◆ **WHAT NEEDS TO BE DONE**: Go through the lines below and count those that contain "picture"; the number is all that should be returned.

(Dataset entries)
-- -- --

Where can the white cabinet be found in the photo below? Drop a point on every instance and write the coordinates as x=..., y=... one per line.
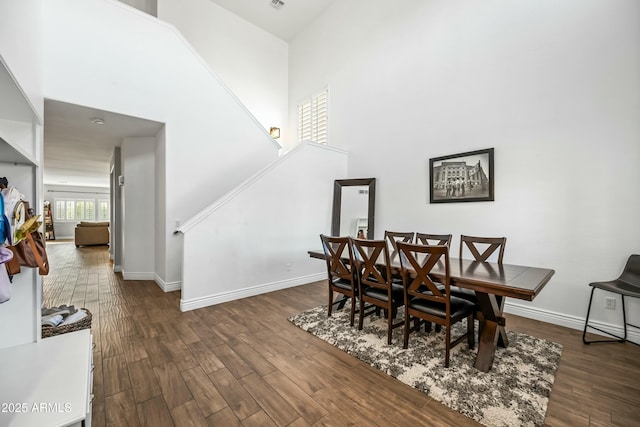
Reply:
x=47, y=383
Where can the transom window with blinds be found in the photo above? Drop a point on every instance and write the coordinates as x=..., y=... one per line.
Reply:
x=313, y=117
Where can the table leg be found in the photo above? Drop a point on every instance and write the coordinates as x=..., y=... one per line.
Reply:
x=491, y=332
x=503, y=341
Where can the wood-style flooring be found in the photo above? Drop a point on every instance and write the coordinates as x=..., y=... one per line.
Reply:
x=243, y=364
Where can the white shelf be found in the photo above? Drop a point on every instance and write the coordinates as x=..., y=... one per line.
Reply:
x=47, y=381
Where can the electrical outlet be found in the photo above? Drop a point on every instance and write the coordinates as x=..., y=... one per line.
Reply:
x=610, y=303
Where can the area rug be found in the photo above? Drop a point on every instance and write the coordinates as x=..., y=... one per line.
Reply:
x=515, y=392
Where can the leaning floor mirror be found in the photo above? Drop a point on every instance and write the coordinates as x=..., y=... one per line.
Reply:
x=354, y=207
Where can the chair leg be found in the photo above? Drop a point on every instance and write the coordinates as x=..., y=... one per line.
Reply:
x=471, y=334
x=353, y=309
x=361, y=313
x=448, y=346
x=407, y=319
x=586, y=325
x=389, y=326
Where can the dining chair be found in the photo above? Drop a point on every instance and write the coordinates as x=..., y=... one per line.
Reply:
x=628, y=284
x=393, y=237
x=481, y=248
x=433, y=239
x=375, y=286
x=340, y=271
x=426, y=301
x=488, y=245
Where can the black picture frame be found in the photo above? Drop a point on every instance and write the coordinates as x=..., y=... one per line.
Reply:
x=463, y=177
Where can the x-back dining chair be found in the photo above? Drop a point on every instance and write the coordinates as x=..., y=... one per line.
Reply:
x=425, y=300
x=375, y=286
x=393, y=237
x=433, y=239
x=488, y=245
x=340, y=271
x=628, y=284
x=481, y=248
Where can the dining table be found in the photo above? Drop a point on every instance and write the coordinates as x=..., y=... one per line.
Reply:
x=492, y=282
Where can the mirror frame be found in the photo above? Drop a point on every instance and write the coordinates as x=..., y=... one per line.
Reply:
x=337, y=203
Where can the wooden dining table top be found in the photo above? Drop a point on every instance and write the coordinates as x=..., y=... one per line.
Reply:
x=508, y=280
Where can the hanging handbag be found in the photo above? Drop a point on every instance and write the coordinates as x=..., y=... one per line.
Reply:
x=5, y=285
x=30, y=251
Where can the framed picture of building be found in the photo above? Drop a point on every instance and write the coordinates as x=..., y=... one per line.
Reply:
x=464, y=177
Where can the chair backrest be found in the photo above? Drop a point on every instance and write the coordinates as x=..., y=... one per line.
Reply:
x=393, y=237
x=488, y=245
x=339, y=257
x=416, y=265
x=372, y=263
x=433, y=239
x=631, y=273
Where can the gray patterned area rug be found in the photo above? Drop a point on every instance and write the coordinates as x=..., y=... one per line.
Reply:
x=515, y=392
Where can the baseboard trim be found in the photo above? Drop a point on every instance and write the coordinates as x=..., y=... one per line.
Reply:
x=571, y=322
x=195, y=303
x=137, y=276
x=167, y=287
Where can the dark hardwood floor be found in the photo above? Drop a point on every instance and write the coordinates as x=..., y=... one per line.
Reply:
x=242, y=363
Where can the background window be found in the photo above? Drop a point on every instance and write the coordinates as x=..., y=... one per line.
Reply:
x=312, y=118
x=80, y=210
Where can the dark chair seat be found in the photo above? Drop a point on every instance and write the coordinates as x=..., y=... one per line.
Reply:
x=619, y=287
x=340, y=272
x=375, y=285
x=459, y=308
x=342, y=284
x=426, y=300
x=627, y=285
x=381, y=294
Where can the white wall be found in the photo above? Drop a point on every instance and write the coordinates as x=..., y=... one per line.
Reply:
x=147, y=6
x=161, y=214
x=21, y=47
x=553, y=86
x=252, y=62
x=146, y=69
x=65, y=230
x=255, y=239
x=138, y=220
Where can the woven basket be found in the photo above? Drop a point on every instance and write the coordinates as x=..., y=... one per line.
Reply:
x=85, y=323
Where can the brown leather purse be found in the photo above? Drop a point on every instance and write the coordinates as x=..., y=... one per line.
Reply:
x=30, y=251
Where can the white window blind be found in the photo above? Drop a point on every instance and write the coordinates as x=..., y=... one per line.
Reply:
x=313, y=117
x=80, y=210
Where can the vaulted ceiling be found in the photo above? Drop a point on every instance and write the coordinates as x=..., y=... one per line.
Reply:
x=78, y=152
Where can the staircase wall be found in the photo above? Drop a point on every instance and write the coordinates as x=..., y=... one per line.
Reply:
x=255, y=239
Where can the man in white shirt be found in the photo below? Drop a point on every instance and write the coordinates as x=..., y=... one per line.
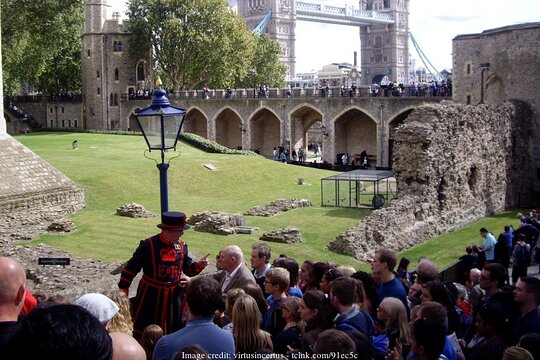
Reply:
x=237, y=275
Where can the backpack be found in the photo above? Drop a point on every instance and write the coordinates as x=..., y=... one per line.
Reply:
x=523, y=256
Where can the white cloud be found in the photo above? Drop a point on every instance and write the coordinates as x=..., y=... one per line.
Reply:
x=434, y=23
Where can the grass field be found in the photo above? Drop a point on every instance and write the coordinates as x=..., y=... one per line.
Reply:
x=113, y=171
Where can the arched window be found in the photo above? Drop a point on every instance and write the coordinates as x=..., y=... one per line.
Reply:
x=140, y=72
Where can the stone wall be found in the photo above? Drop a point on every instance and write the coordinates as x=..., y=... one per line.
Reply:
x=33, y=192
x=512, y=53
x=453, y=165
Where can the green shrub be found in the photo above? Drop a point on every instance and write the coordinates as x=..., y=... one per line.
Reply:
x=211, y=146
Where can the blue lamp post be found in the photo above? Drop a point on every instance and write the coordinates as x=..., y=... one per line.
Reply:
x=161, y=124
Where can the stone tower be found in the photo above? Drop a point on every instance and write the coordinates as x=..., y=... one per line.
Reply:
x=109, y=74
x=281, y=27
x=385, y=48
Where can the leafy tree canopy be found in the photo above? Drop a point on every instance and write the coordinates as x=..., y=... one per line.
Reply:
x=193, y=42
x=266, y=69
x=202, y=42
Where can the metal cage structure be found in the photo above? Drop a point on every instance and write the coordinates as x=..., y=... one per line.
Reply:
x=358, y=189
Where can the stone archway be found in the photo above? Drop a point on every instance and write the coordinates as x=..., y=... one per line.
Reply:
x=228, y=129
x=303, y=130
x=266, y=125
x=392, y=126
x=196, y=123
x=354, y=132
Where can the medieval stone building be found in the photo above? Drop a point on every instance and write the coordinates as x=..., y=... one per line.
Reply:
x=110, y=73
x=498, y=65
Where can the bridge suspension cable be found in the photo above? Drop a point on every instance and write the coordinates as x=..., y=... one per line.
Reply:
x=425, y=59
x=259, y=29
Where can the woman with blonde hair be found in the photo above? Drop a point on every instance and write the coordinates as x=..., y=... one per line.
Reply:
x=393, y=314
x=248, y=336
x=291, y=334
x=151, y=335
x=121, y=322
x=517, y=353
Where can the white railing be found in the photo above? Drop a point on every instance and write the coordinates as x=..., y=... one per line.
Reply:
x=345, y=13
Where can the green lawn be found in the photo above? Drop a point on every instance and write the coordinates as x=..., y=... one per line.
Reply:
x=113, y=171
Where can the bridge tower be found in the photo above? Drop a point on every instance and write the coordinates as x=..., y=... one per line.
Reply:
x=280, y=28
x=384, y=48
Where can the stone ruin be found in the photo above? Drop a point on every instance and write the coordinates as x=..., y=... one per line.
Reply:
x=278, y=206
x=62, y=225
x=134, y=210
x=33, y=194
x=284, y=236
x=216, y=222
x=453, y=165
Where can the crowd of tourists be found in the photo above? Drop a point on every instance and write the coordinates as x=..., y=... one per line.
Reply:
x=277, y=307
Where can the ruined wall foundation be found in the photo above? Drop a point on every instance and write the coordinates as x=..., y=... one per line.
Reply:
x=32, y=192
x=453, y=165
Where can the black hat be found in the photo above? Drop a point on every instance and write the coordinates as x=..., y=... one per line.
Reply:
x=173, y=220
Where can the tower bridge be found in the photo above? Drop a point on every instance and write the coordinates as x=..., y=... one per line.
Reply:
x=383, y=27
x=322, y=13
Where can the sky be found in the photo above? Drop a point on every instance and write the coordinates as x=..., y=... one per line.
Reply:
x=433, y=23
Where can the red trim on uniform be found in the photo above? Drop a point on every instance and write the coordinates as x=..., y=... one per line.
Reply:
x=173, y=227
x=153, y=257
x=124, y=270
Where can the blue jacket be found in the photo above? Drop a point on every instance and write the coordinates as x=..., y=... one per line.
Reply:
x=203, y=332
x=355, y=320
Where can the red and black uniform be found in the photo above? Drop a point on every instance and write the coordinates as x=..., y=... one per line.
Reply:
x=158, y=295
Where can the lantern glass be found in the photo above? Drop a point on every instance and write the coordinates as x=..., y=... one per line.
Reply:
x=161, y=131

-- -- --

◆ **ANSWER TO THE PROBLEM**: 2